- Task requirements -
Copy out, unchanged, the part of the records that opens with the line containing "task: give the outline of each instance of the tall" and runs through the end of the records, including both of those end points.

- Data excerpts -
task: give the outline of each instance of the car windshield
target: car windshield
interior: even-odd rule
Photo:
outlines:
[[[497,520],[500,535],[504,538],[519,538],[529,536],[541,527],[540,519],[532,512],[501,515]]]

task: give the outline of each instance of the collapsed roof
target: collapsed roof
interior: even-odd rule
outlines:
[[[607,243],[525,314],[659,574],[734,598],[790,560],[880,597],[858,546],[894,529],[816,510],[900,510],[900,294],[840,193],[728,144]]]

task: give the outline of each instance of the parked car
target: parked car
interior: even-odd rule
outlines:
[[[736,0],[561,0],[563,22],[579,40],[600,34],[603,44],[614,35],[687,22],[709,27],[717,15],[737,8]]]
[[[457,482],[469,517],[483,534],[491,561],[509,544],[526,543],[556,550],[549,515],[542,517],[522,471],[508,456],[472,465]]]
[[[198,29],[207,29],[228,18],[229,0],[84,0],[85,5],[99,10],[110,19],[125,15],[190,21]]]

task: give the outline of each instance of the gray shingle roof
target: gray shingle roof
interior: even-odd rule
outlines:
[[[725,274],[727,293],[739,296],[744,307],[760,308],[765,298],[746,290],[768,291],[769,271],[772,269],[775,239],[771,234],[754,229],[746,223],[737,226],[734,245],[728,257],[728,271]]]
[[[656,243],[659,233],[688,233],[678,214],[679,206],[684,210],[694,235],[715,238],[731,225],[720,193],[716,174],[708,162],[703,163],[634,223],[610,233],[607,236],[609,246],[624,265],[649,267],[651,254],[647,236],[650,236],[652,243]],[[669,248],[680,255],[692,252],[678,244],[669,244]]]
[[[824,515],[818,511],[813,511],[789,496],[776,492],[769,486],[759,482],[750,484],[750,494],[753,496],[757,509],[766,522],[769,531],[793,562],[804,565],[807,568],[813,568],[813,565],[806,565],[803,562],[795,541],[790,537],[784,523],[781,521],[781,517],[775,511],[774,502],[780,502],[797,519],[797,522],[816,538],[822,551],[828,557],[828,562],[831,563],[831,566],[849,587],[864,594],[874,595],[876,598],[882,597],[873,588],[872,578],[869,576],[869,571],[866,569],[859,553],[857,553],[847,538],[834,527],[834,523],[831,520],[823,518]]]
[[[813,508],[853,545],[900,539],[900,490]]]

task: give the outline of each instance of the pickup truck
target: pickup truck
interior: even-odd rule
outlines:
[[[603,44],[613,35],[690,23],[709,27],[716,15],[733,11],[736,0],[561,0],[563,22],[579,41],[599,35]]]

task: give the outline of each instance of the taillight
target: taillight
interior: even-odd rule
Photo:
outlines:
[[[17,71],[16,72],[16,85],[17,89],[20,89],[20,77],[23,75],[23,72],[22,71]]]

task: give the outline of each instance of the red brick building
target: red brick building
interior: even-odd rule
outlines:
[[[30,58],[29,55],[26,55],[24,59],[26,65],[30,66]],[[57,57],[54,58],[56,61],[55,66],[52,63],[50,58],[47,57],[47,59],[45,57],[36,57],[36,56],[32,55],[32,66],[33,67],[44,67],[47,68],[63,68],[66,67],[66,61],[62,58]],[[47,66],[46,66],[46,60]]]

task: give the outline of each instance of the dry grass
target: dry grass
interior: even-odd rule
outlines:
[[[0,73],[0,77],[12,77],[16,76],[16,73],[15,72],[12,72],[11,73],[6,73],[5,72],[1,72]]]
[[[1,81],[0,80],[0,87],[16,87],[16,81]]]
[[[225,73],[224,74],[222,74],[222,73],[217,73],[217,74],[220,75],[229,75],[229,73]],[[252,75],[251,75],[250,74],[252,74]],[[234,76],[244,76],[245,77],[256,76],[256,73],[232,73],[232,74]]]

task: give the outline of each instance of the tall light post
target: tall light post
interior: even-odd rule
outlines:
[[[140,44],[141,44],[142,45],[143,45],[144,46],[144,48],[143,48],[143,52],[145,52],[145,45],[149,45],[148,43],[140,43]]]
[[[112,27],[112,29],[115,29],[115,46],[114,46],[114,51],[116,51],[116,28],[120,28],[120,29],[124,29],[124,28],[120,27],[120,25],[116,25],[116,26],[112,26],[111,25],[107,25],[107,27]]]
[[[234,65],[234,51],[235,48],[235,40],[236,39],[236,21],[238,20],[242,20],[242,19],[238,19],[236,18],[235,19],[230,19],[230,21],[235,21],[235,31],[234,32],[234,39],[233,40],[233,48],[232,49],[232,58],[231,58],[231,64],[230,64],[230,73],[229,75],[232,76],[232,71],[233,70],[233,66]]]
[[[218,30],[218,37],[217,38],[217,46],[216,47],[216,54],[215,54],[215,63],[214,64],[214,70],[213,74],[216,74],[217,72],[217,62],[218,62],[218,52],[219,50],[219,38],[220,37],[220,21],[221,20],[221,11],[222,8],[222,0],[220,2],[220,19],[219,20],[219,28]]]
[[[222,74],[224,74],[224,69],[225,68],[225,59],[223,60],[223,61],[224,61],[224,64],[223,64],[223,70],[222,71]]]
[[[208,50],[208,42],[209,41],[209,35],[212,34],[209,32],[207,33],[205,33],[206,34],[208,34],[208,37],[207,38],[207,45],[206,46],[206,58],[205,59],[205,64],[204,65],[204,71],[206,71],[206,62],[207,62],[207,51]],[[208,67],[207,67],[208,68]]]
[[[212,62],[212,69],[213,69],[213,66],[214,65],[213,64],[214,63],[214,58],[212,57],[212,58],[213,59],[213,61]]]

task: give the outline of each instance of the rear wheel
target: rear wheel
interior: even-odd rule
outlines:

- Final result -
task: give the outline of each instance of the tall light post
target: tall light post
interior: even-odd rule
outlines:
[[[140,44],[141,44],[142,45],[143,45],[144,46],[144,48],[143,48],[143,52],[145,52],[145,45],[149,45],[148,43],[140,43]]]
[[[112,27],[112,29],[115,29],[115,46],[114,46],[114,51],[116,51],[116,28],[120,28],[120,29],[124,29],[124,28],[120,27],[120,25],[116,25],[116,26],[112,26],[111,25],[107,25],[107,27]]]
[[[234,65],[234,51],[235,48],[235,40],[236,39],[236,21],[238,20],[242,20],[242,19],[238,19],[236,18],[235,19],[230,19],[230,21],[235,21],[235,31],[234,32],[234,39],[233,40],[233,48],[232,49],[232,58],[231,58],[231,64],[230,64],[230,73],[229,75],[232,76],[232,71],[233,70],[233,66]]]
[[[218,30],[218,37],[217,38],[217,46],[216,47],[216,54],[215,54],[215,63],[214,64],[214,70],[213,74],[216,74],[217,72],[217,62],[218,62],[218,52],[219,50],[219,38],[220,37],[220,21],[221,20],[221,11],[222,8],[222,0],[220,2],[220,19],[219,20],[219,28]]]
[[[222,74],[224,74],[224,69],[225,68],[225,59],[223,60],[223,61],[224,61],[224,64],[223,64],[223,70],[222,71]]]
[[[208,50],[208,42],[209,41],[209,35],[212,34],[209,32],[207,33],[205,33],[206,34],[208,34],[208,37],[207,38],[207,45],[206,46],[206,58],[205,59],[205,64],[204,65],[204,71],[206,71],[206,62],[207,62],[207,51]],[[208,67],[207,67],[208,68]]]
[[[212,62],[212,69],[213,69],[213,66],[214,65],[213,64],[214,63],[214,58],[212,57],[212,58],[213,59],[213,61]]]

task: give the outline of each instance of the rear wheel
target: rear wheel
interior: even-odd rule
outlines:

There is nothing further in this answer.